:: Предоставленный фрагмент ::

Тем не менее за невозможностью знать истину следует принимать гипотезу, которая с того момента, как случаю угодно было произвести человека на свет, проникает, наиболее властным образом, человеческое сознание.
Многое говорит за то, что она ложна; но, пока верят в ее истинность – она полезна, ибо поддерживает бодрость духа и побуждает на новые исследования. С первого взгляда может показаться, что было бы лучше вместо всех этих замысловатых предположений объявить во всеуслышание глубокую истину о нашем полном неведении. Но эта истина была бы полезна только в том случае, если бы было доказано, что мы и вперед ничего не узнаем.
До того времени мы находились бы в состоянии такого застоя, который хуже самых ложных иллюзий. Мы созданы таким образом, что, исходя из заблуждений, мы можем достигнуть наивысшего увлечения. В конце концов, и тем немногим, что мы знаем, мы обязаны лишь гипотезам, всегда случайным, часто нелепым и по большей части менее осмотрительным, чем гипотезы современные. Если они были и безрассудны, то все же они поддержали дух исследования. Какое дело проезжему путнику, зашедшему отдохнуть и погреться в гостиницу, до того, что хозяин ее стар и слеп? Если он поддерживает огонь, то это все, что от него требуется. И благо нам будет, если мы сумеем передать дальше не уменьшающееся, а увеличивающееся пламя исследования; ничто не может так содействовать его развитию, как гипотеза трансформизма: она заставляет нас отнестись с большею строгостью и большею страстью ко всему существующему в мире, в его недрах, в глубине морской и в шири небесной. Чем можем мы ее заменить и что ей противопоставить? Не торжественное ли признание ученого невежества, познающего самого себя, но обыкновенно бездеятельного, препятствующего развитию человеческой любознательности, то есть качества, еще более необходимого человеку, чем сама мудрость, или гипотезу о постоянстве видов, либо о божественном сотворении мира? Но эти гипотезы еще менее доказуемы, чем наша. Они устраняют навсегда наиболее живые стороны проблемы и делают ее неразрешимою, ибо запрещают вопрошать.

:::
:: Исходные данные ::

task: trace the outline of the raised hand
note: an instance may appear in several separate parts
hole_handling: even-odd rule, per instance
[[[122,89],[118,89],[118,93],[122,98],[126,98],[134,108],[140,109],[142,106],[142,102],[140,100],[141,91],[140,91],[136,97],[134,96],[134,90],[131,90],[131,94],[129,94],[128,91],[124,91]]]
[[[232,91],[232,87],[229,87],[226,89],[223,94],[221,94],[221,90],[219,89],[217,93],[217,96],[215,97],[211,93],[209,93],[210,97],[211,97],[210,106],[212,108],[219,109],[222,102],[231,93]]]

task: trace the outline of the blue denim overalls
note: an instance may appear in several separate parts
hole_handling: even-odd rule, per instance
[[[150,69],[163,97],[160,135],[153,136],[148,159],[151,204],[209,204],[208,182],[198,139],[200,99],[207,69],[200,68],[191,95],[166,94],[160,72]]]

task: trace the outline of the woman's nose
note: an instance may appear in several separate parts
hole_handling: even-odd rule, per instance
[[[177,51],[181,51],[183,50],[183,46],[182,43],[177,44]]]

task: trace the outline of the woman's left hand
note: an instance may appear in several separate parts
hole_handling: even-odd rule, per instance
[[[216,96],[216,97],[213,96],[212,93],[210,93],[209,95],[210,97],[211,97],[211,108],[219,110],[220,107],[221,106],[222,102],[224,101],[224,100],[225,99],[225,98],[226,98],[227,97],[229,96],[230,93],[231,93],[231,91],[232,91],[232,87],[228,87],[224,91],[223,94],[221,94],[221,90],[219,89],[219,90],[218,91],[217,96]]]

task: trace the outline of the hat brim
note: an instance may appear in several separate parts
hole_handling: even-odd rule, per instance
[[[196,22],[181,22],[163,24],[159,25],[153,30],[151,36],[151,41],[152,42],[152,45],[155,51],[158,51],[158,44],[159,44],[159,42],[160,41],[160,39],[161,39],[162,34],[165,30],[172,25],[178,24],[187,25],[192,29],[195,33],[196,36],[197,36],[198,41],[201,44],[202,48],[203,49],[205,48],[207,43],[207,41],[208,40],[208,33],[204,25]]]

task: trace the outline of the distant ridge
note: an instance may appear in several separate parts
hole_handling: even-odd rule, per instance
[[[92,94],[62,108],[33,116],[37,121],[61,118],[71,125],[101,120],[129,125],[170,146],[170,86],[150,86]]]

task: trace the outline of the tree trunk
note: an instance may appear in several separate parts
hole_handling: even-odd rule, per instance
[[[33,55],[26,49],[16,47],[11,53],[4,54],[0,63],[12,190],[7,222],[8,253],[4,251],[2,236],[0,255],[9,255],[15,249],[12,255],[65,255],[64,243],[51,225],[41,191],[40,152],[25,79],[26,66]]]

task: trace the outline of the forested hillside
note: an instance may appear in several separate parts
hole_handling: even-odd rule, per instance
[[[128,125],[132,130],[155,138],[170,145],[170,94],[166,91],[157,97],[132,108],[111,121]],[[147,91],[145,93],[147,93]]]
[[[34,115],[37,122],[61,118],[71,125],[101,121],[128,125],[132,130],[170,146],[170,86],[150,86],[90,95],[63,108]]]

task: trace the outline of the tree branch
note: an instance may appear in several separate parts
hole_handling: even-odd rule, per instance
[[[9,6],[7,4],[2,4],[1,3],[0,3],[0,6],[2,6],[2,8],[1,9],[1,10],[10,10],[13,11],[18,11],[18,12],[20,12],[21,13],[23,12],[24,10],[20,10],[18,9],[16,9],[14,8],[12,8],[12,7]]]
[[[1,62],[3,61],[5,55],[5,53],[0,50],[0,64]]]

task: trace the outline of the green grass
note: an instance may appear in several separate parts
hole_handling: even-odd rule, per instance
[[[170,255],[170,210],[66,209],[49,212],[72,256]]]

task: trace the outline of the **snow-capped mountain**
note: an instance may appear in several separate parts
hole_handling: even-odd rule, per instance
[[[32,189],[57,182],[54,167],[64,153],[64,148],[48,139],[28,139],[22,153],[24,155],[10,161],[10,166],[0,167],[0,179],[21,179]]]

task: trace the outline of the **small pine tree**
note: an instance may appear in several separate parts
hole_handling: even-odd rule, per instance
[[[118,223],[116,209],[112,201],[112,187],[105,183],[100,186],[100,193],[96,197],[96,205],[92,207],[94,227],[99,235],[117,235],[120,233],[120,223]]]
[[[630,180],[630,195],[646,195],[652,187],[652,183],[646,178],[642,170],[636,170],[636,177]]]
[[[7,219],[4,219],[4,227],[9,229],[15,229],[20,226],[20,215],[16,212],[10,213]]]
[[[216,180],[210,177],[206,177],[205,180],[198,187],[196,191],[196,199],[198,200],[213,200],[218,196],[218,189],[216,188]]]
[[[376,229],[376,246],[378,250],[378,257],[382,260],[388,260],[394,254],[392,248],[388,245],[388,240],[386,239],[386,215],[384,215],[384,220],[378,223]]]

:::

(Рабочее задание 1)
Какое качество, согласно фрагменту о роли гипотез, еще более необходимо человеку, чем сама мудрость?
(Рабочее задание 2)
Выпишите без изменений часть фрагмента о роли гипотез: начните со слов «Тем не менее» и остановитесь после слов «ничего не узнаем.».
(Рабочее задание 3)
Объясните, почему, согласно фрагменту о роли гипотез, гипотезы о постоянстве видов или о божественном сотворении мира хуже гипотезы трансформизма.

(Ответ на задание 1)
Любознательность.

(Ответ на задание 2)
Тем не менее за невозможностью знать истину следует принимать гипотезу, которая с того момента, как случаю угодно было произвести человека на свет, проникает, наиболее властным образом, человеческое сознание.
Многое говорит за то, что она ложна; но, пока верят в ее истинность – она полезна, ибо поддерживает бодрость духа и побуждает на новые исследования. С первого взгляда может показаться, что было бы лучше вместо всех этих замысловатых предположений объявить во всеуслышание глубокую истину о нашем полном неведении. Но эта истина была бы полезна только в том случае, если бы было доказано, что мы и вперед ничего не узнаем.

(Ответ на задание 3)
Эти гипотезы еще менее доказуемы, чем гипотеза трансформизма. Они навсегда устраняют наиболее живые стороны проблемы и делают ее неразрешимой, поскольку запрещают вопрошать.